### REQUEST
From top to bottom, return the listing exactly as it appears, omitting its images.

========

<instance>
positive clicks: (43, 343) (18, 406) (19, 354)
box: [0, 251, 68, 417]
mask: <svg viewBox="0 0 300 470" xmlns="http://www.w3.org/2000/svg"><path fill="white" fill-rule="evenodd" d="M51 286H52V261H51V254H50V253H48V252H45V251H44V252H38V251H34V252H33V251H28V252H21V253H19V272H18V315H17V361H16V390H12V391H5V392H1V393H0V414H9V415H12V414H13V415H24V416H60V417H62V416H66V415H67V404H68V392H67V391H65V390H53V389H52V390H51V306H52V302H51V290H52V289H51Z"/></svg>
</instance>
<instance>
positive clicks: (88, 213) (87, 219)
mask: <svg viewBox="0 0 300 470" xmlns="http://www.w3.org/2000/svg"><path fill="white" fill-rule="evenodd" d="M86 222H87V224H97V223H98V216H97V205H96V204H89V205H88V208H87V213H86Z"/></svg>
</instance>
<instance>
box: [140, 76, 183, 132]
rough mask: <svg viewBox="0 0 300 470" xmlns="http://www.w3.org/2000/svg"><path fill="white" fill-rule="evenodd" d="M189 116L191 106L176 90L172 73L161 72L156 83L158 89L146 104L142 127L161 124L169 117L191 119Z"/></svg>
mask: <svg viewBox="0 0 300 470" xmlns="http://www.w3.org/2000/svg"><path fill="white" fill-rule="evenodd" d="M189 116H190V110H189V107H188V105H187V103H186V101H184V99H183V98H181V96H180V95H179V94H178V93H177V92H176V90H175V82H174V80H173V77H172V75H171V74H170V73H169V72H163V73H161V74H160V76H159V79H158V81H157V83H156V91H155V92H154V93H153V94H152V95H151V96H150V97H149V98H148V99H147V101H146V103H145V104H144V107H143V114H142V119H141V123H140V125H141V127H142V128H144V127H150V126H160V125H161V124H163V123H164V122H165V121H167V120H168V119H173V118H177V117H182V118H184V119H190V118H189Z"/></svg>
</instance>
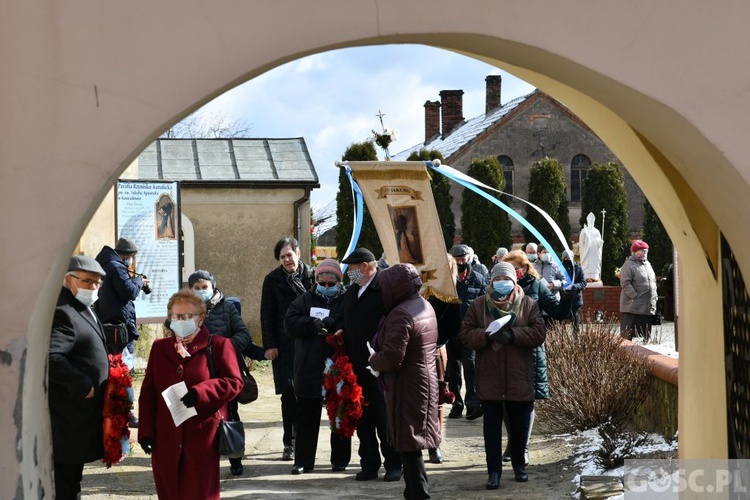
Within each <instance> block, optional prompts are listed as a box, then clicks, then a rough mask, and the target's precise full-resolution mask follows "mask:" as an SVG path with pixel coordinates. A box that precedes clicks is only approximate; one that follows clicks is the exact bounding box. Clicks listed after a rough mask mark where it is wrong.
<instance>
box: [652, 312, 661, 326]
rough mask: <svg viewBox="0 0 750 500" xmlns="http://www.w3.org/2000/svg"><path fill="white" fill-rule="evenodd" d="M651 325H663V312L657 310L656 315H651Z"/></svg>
mask: <svg viewBox="0 0 750 500" xmlns="http://www.w3.org/2000/svg"><path fill="white" fill-rule="evenodd" d="M651 324H652V325H661V311H660V310H658V309H657V310H656V313H655V314H652V315H651Z"/></svg>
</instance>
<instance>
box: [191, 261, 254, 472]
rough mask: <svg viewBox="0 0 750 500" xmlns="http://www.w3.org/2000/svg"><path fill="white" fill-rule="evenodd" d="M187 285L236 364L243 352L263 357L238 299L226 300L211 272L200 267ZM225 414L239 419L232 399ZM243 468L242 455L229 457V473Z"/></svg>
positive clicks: (230, 417)
mask: <svg viewBox="0 0 750 500" xmlns="http://www.w3.org/2000/svg"><path fill="white" fill-rule="evenodd" d="M188 286H189V287H190V288H191V289H192V290H193V291H194V292H195V293H196V294H198V295H199V296H200V297H201V298H202V299H203V301H204V302H205V303H206V320H205V325H206V328H208V331H209V332H211V334H212V335H219V336H221V337H226V338H228V339H229V340H230V341H231V342H232V346H233V347H234V351H235V354H236V355H237V361H238V362H239V363H240V366H242V363H245V359H244V358H243V357H242V353H243V352H246V353H248V357H249V358H252V359H255V360H257V361H262V360H263V359H266V357H265V354H266V350H265V349H263V347H260V346H258V345H255V343H254V342H253V339H252V337H250V331H249V330H248V329H247V325H245V322H244V321H242V316H240V313H239V310H238V306H237V305H235V304H239V302H236V303H230V302H229V301H228V300H226V299H225V298H224V294H223V293H222V292H221V290H219V289H218V288H216V278H214V275H213V274H211V273H210V272H208V271H206V270H204V269H201V270H199V271H196V272H194V273H193V274H191V275H190V276H189V277H188ZM245 366H247V365H245ZM227 413H228V417H229V418H228V419H229V420H231V421H233V422H240V414H239V403H238V402H237V400H236V399H235V400H232V401H230V402H229V403H228V404H227ZM244 470H245V469H244V467H243V465H242V457H239V458H230V459H229V471H230V472H231V473H232V475H233V476H241V475H242V473H243V472H244Z"/></svg>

========

### EXERCISE RESPONSE
<instance>
positive clicks: (43, 343) (18, 406) (19, 354)
box: [0, 251, 68, 417]
mask: <svg viewBox="0 0 300 470" xmlns="http://www.w3.org/2000/svg"><path fill="white" fill-rule="evenodd" d="M51 286H52V261H51V254H50V253H48V252H45V251H44V252H38V251H34V252H33V251H28V252H21V253H19V272H18V315H17V361H16V390H12V391H5V392H1V393H0V414H9V415H12V414H13V415H24V416H60V417H62V416H66V415H67V404H68V392H67V391H65V390H53V389H52V390H51V306H52V302H51V290H52V289H51Z"/></svg>
</instance>
<instance>
positive clicks: (88, 213) (87, 219)
mask: <svg viewBox="0 0 300 470" xmlns="http://www.w3.org/2000/svg"><path fill="white" fill-rule="evenodd" d="M86 222H87V224H97V223H98V216H97V205H96V204H89V205H88V208H87V213H86Z"/></svg>
</instance>
<instance>
box: [140, 76, 183, 132]
rough mask: <svg viewBox="0 0 300 470" xmlns="http://www.w3.org/2000/svg"><path fill="white" fill-rule="evenodd" d="M189 116L191 106L176 90L172 73L161 72L156 83L158 89L146 104L142 127L161 124L169 117L191 119Z"/></svg>
mask: <svg viewBox="0 0 300 470" xmlns="http://www.w3.org/2000/svg"><path fill="white" fill-rule="evenodd" d="M189 116H190V110H189V107H188V105H187V103H186V101H184V99H183V98H181V96H180V95H179V94H178V93H177V92H176V90H175V82H174V80H173V77H172V75H171V74H170V73H169V72H163V73H161V74H160V76H159V79H158V81H157V83H156V91H155V92H154V93H153V94H152V95H151V96H150V97H149V98H148V99H147V101H146V103H145V104H144V107H143V114H142V119H141V123H140V125H141V127H142V128H144V127H150V126H160V125H161V124H163V123H164V122H165V121H167V120H168V119H173V118H177V117H182V118H184V119H190V118H189Z"/></svg>
</instance>
Within each <instance> block, optional prompts are listed as a box, then clicks, then a rough mask, and the target's precise full-resolution mask follows "mask:" as an SVG path with pixel coordinates. A box that precedes clicks is only approximate; one that follows clicks is the exact bounding box. Clicks listed after a rough mask mark where it is wrong.
<instance>
box: [652, 312, 661, 326]
rough mask: <svg viewBox="0 0 750 500" xmlns="http://www.w3.org/2000/svg"><path fill="white" fill-rule="evenodd" d="M651 325H663V312L657 310L656 315H651Z"/></svg>
mask: <svg viewBox="0 0 750 500" xmlns="http://www.w3.org/2000/svg"><path fill="white" fill-rule="evenodd" d="M651 324H652V325H661V311H660V310H658V309H657V310H656V313H655V314H652V315H651Z"/></svg>
</instance>
<instance>
box: [191, 261, 254, 472]
rough mask: <svg viewBox="0 0 750 500" xmlns="http://www.w3.org/2000/svg"><path fill="white" fill-rule="evenodd" d="M187 285L236 364L243 352L263 357L238 299L226 300L211 272L200 267ZM225 414L239 419L232 399ZM243 468L242 455L229 457V473Z"/></svg>
positive clicks: (230, 417)
mask: <svg viewBox="0 0 750 500" xmlns="http://www.w3.org/2000/svg"><path fill="white" fill-rule="evenodd" d="M188 286H189V287H190V288H191V289H192V290H193V291H194V292H195V293H196V294H198V295H199V296H200V297H201V298H202V299H203V301H204V302H205V303H206V320H205V325H206V328H208V331H209V332H211V334H212V335H219V336H221V337H226V338H228V339H229V340H230V341H231V342H232V346H233V347H234V351H235V354H236V355H237V361H238V362H239V363H240V366H242V363H245V359H244V358H243V357H242V353H243V352H246V353H248V357H249V358H252V359H255V360H257V361H262V360H263V359H266V357H265V354H266V350H265V349H263V347H260V346H258V345H255V343H254V342H253V339H252V337H250V331H249V330H248V329H247V325H245V322H244V321H242V316H240V313H239V310H238V306H237V305H235V304H239V302H236V303H230V302H229V301H228V300H226V299H225V298H224V294H223V293H222V292H221V290H219V289H218V288H216V278H214V275H213V274H211V273H210V272H208V271H206V270H204V269H201V270H199V271H196V272H194V273H193V274H191V275H190V276H189V277H188ZM245 366H247V365H245ZM227 413H228V417H229V418H228V419H229V420H231V421H233V422H240V414H239V403H238V402H237V400H236V399H235V400H232V401H230V402H229V403H228V404H227ZM244 470H245V469H244V467H243V465H242V457H239V458H230V459H229V471H230V472H231V473H232V475H233V476H241V475H242V473H243V472H244Z"/></svg>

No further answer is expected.